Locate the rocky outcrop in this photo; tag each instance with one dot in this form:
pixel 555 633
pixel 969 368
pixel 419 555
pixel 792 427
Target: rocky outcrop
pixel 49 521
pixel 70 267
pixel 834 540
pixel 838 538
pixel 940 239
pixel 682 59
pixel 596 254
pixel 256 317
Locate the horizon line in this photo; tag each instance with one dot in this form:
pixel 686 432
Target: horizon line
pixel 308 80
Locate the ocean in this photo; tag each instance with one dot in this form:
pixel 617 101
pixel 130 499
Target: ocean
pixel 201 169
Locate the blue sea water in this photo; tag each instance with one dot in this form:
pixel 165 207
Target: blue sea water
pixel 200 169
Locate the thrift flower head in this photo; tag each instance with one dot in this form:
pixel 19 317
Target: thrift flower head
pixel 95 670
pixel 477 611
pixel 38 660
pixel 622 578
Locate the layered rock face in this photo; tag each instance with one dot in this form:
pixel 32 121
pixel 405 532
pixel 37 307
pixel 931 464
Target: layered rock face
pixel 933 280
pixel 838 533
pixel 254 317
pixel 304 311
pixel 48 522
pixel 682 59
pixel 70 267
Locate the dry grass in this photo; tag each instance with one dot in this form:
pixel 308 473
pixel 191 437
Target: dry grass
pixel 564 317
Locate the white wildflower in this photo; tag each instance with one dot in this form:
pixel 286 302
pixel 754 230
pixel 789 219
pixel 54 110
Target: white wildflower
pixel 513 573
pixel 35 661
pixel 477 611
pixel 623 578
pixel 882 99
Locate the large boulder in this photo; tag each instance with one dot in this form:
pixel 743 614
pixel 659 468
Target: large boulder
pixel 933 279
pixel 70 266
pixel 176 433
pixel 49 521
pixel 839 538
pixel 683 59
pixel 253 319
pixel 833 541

= = =

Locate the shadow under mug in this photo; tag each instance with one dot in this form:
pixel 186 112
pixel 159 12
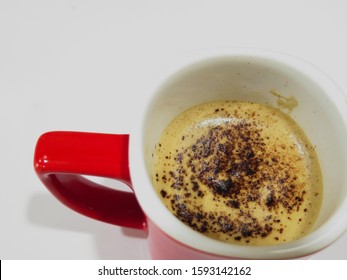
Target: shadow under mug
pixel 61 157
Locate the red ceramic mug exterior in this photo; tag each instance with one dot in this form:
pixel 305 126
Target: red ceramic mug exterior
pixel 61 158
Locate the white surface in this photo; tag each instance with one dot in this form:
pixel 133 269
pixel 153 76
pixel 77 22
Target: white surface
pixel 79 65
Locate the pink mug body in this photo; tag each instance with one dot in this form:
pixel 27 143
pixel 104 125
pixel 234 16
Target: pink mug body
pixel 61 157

= = =

WORK TO COMPLETE: Copy out word for word the data starting with the line that contains "Locate the layered" and going on through the line that contains "pixel 564 317".

SOLUTION FOR THIS PROBLEM:
Locate the layered rock face in this photo; tag each instance with one dot in this form:
pixel 32 121
pixel 405 532
pixel 37 307
pixel 931 464
Target: layered rock face
pixel 933 280
pixel 838 533
pixel 254 317
pixel 304 311
pixel 48 522
pixel 682 59
pixel 70 267
Locate the dry grass in this photo; tag each instance with one dot in this form:
pixel 308 473
pixel 191 437
Target: dry grass
pixel 564 317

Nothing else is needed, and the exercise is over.